[What the task requires]:
Please pull out every line in the items below that contains the word "target".
:: Dataset rows
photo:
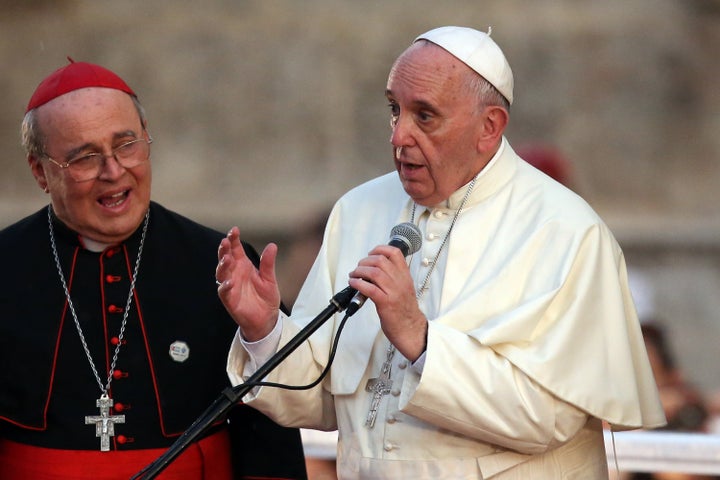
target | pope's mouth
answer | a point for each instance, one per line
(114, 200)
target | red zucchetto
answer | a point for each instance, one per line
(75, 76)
::::
:: Dataset rows
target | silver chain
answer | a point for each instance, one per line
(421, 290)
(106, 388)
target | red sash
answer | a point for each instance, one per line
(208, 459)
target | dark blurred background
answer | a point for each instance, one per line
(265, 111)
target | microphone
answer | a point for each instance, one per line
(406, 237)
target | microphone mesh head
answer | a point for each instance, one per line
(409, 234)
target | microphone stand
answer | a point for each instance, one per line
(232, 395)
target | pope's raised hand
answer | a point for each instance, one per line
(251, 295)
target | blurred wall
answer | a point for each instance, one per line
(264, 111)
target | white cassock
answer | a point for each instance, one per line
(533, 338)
::::
[Solution to this problem]:
target | pope's mouth
target | red zucchetto
target | silver chain
target | red sash
target | dark blurred background
target | microphone
target | microphone mesh head
target | microphone stand
target | pope's raised hand
target | blurred wall
target | white cassock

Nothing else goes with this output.